Rewrite the stretch of the InternalEntityRefHandler discussion from "I would say that" through "what the consequences.", changing "skip the PE" to "drop the PE".

* [Article]:
-*-*-

[Expat-discuss] Discussion: InternalEntityRefHandler

Karl Waclawek karl@waclawek.net
Thu Jun 13 11:08:04 2002


> >> > 2) allow the application to return a value that
> >> >    indicates if the entity should be expanded or not
> >> I've mixed emotions about that. What exactly should this return value
> >> control? For a GE, if the return value is true, the replacement text
> >> is reported again throu the characterDataHandler? There may be sense
> >> in this, but what's the sense in returning false for a PE? Can't
> >> imagin a sensible reason, does anybody else?
> >
> > Good points, but it isn't the character handler, it's potentially all content
> > handlers. For GEs there have been requests to suppress expansion of certain
> > types of entities, e.g. predefined ones. For PEs - I don't know.
> > However, I am also missing a good argument for *not* wanting
> > to ever ignore/suppress them.
>
> Don't see, how any handler beside the characterDataHandler could be
> able to handle not expanded entities in a sensible way.

Well, you said "... the replacement text is reported again through
the character data handler". I understood this as meaning: when expanded,
since otherwise - IMO - just the reference itself should be reported as
character data, but not the replacement text - that one is ignored.
This applies to a GE. For a PE nothing will be reported, unless
the default handler is set.

> Maybe a few examples could make things a bit clearer. Consider
> a document like this:
>
> <?xml version="1.0" encoding="UTF-8" ?>
> <!DOCTYPE foo SYSTEM "1.ent">
> <foo/>
>
>
> with 1.ent:
>
> <!-- 1 -->
> <!ENTITY % draft 'INCLUDE' >
> <![%draft;[
> <!ELEMENT book (comments*, title, body, supplements?)>
> ]]>
>
> <!-- 2 -->
> <!ENTITY % someElement  "<!ELEMENT element ANY>">
> %someElement;
>
> <!-- 3 -->
> <!ENTITY % fooContent "EMPTY" >
> <!ELEMENT foo %fooContent;>
>
> <!-- 4 -->
> <!ENTITY % someBarChilds "boo,baz">
> <!ELEMENT bar (foe,%someBarChilds;,bom)>
>
> <!-- 5 -->
> <!ENTITY % pub    "&#xc9;ditions Gallimard" >
> <!ENTITY   rights "All rights reserved" >
> <!ENTITY   book   "La Peste: Albert Camus, &#xA9; 1947 %pub; &rights;" >
>
>
> What should happen in examples 1 if the
> InternalEntityRefHandler return 0? Skip the hole conditional section??
> Completely skipping the PE as well as leaving the PE in unexpanded
> form results in not wellformed XML, in this case.

I would say that this is simply a risk one has to take.
I am not sure that there is a skipping algorithm that will always
preserve wellformedness. I would say: returning 0 means
"skip the PE" no matter what the consequences.

> Example 2 is probably the least critical. If InternalEntityRefHandler
> returns 0, the unexpanded PE goes throu defaultHandler?

Yes.

> In Example 3 and 4 I guess the InternalEntityRefHandler must be called
> befor the elementDeclHandler.

-*-*-

* [Entries supplied]:

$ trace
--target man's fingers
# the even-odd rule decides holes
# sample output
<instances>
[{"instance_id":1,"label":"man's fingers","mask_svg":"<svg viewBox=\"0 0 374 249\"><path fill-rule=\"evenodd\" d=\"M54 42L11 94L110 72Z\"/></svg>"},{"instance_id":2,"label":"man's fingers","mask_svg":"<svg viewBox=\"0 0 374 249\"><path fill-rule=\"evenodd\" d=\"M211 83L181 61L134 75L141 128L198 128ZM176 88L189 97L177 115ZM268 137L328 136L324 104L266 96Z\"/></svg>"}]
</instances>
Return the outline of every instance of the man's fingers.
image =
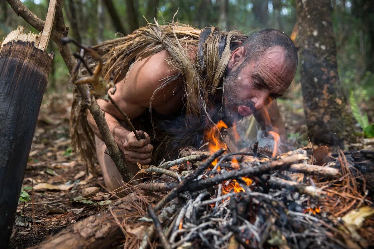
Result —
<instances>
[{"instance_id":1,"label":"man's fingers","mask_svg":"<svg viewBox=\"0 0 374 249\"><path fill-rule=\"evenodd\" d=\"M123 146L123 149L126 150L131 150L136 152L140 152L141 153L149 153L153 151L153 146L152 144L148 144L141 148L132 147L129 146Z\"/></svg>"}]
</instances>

-*-*-

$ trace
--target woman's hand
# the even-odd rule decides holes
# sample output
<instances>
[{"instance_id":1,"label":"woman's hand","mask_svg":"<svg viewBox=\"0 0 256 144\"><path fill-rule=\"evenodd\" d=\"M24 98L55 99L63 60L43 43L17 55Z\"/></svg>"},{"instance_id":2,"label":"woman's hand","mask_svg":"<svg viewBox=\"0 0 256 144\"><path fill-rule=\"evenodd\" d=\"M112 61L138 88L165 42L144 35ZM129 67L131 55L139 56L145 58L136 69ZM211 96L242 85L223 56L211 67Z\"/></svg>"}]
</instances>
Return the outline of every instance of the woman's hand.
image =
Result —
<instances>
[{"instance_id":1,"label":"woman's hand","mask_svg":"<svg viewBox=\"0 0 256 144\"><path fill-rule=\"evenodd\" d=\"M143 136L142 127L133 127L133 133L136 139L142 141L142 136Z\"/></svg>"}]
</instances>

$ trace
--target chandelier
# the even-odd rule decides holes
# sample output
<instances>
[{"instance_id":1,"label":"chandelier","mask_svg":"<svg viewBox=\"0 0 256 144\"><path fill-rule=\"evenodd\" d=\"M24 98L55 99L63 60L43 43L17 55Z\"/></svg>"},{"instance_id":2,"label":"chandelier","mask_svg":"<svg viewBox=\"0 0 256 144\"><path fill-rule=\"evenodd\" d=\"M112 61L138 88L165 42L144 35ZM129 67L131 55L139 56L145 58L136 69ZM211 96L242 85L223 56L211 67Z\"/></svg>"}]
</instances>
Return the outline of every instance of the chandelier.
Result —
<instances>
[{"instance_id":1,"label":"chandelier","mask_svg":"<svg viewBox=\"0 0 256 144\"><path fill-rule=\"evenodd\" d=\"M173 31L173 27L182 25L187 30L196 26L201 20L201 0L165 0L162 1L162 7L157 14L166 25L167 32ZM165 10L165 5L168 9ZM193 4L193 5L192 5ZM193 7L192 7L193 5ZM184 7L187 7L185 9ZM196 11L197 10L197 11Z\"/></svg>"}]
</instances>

-*-*-

* [Solution for this problem]:
I would say that this is simply a risk one has to take.
I am not sure that there is a skipping algorithm that will always
preserve wellformedness. I would say: returning 0 means
"drop the PE" no matter what the consequences.